Lay out every line of the entries below as a Markdown table with the columns Row and Line, numbering the rows and skipping blank lines. Leave any pictures out of the table.

▼▼▼

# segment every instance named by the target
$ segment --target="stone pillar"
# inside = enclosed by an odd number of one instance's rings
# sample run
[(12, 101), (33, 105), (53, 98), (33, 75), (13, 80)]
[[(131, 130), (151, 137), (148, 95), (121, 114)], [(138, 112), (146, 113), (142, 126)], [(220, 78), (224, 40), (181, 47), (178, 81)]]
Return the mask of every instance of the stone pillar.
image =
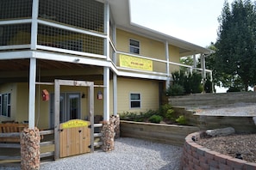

▲▲▲

Answer below:
| Row | Line |
|---|---|
| 1 | # segment every instance named by the target |
| 2 | $ segment --target="stone pillar" |
| 3 | # inside = enclosed by an odd number of one instance's rings |
| 4 | # sample run |
| 5 | [(12, 101), (33, 105), (53, 98), (33, 75), (13, 80)] |
| 6 | [[(131, 130), (151, 137), (148, 95), (121, 114)], [(138, 112), (146, 113), (142, 126)], [(220, 78), (224, 40), (181, 47), (178, 81)]] |
| 7 | Return the mask of every instance of the stone pillar. |
| 8 | image = |